▶ **REQUIRED TASK 1**:
From the BGP forum thread below, extract the stretch from "11-11-2011 05:49 AM" through "any other ideas?" word for word.

10-14-2011 01:43 PM - edited 03-07-2019 02:49 AM
Hello,
We ran into an interesting situation the other day we'd like to correct. We have our sites connected to our WAN with serial connections and use BGP to do our routing. The routers are the default gateways for the local sites and we have a WAN optimization device plugged between the router and the switch. We had to boot the optimization device at one of the sites and the routes dropped from BGP but the interface was down for less that a second. The ethernet interface is where all the connected routes we share are so I can understand that if it was down for a while the subnets would disappear. I did some looking at it looks like if I disable "bgp fast-external-fallover" on the interface, it should keep the routes in the table until the timers expire. Is this correct? Is there another/better option I should be looking at?
Thanks!
11-11-2011 05:49 AM
I had a chance to test this morning. I did a "bgp fast-external-failover disable" on the main ethernet interface and it still took things down for much longer than I think it should have. I removed the config from the interface and did it globally in bgp. I'll be able to test again in a couple weeks. Does anyone else have any other ideas?
01-23-2012 07:06 AM
I'm looking at this again and still don't have a good idea on how to prevent the routes from dropping. The interface with the conntected routes will drop for about 2 seconds twice. (After about 3-5 minutes.) I don't want those routes to leave the routing table during that time.

▶ **REQUIRED TASK 2**:
In the entries below, lay out the stretch from the line containing "If you could place a marker on the side window" through the line containing "If you could place a marker on the car" as a JSON list of strings, one string per line, leaving out blank lines.

▶ **RAW RECORDS**:
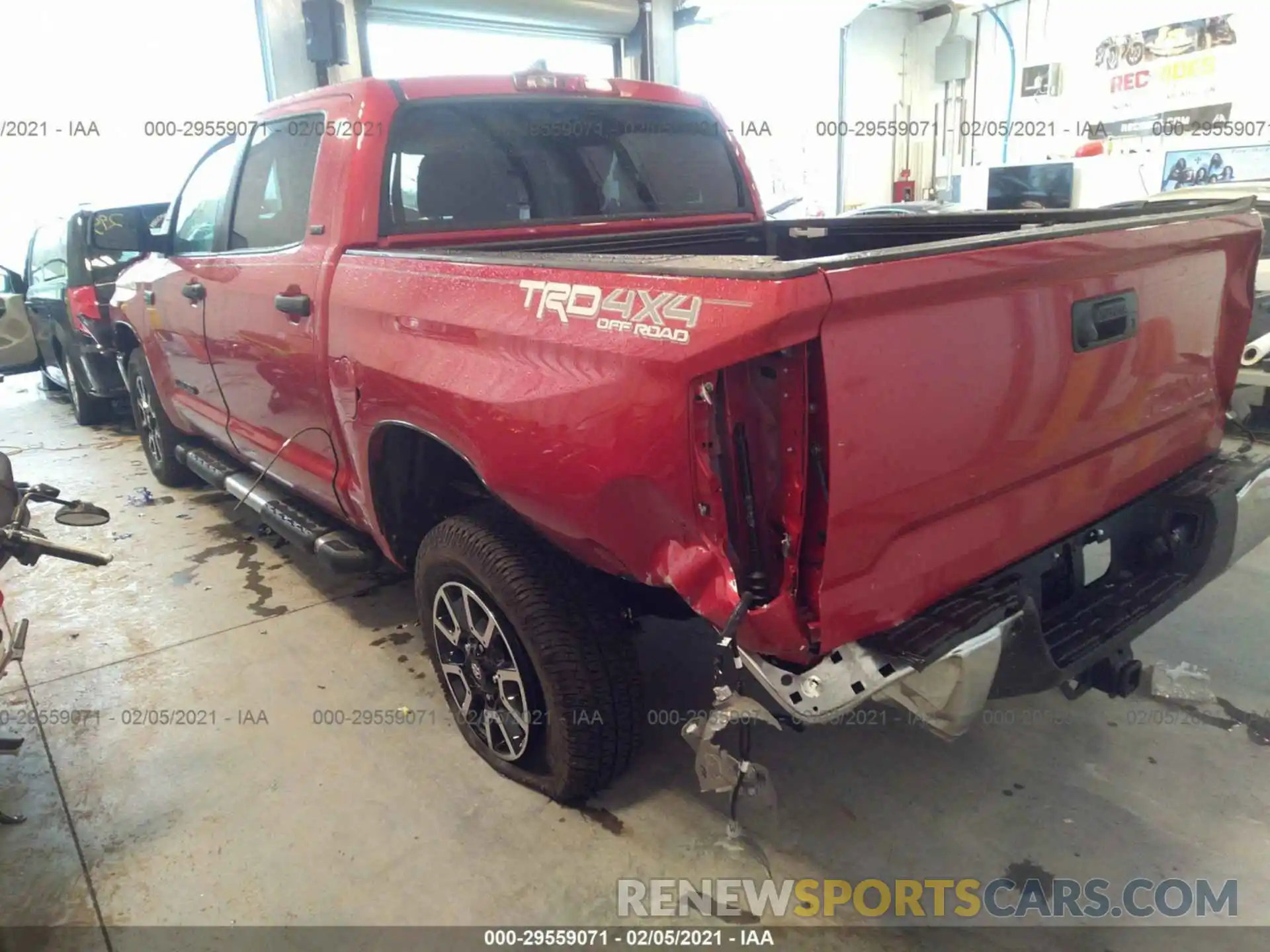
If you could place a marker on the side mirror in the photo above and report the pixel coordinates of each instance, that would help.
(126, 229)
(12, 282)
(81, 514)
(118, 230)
---
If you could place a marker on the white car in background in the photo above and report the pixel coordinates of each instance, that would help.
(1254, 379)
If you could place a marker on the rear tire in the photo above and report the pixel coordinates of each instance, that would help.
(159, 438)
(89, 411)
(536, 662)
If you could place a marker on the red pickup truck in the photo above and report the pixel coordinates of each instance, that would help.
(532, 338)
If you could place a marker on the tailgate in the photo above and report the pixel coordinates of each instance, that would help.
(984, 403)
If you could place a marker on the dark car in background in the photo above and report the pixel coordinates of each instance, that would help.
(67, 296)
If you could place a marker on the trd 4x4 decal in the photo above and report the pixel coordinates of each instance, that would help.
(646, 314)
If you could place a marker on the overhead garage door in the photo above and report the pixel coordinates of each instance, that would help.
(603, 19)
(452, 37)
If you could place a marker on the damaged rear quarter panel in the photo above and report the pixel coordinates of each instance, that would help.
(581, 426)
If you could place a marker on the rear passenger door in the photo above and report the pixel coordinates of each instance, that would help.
---
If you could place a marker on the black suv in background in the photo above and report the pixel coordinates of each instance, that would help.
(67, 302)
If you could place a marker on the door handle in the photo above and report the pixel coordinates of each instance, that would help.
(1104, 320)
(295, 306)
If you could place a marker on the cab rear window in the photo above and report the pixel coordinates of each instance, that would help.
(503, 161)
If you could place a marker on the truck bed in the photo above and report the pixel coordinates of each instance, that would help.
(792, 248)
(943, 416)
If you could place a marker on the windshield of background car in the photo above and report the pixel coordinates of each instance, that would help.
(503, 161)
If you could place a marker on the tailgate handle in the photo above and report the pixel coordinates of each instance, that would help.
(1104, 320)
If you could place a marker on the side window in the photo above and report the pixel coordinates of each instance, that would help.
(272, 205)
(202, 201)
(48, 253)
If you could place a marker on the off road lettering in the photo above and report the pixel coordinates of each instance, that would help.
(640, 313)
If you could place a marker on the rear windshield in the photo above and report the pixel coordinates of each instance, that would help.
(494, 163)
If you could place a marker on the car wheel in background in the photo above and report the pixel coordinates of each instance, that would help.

▶ **FULL ANSWER 1**:
11-11-2011 05:49 AM
I had a chance to test this morning. I did a "bgp fast-external-failover disable" on the main ethernet interface and it still took things down for much longer than I think it should have. I removed the config from the interface and did it globally in bgp. I'll be able to test again in a couple weeks. Does anyone else have any other ideas?

▶ **FULL ANSWER 2**:
[
  "If you could place a marker on the side window in the photo above and report the pixel coordinates of each instance, that would help.",
  "(272, 205)",
  "(202, 201)",
  "(48, 253)",
  "If you could place a marker on the off road lettering in the photo above and report the pixel coordinates of each instance, that would help.",
  "(640, 313)",
  "If you could place a marker on the rear windshield in the photo above and report the pixel coordinates of each instance, that would help.",
  "(494, 163)",
  "If you could place a marker on the car wheel in background in the photo above and report the pixel coordinates of each instance, that would help."
]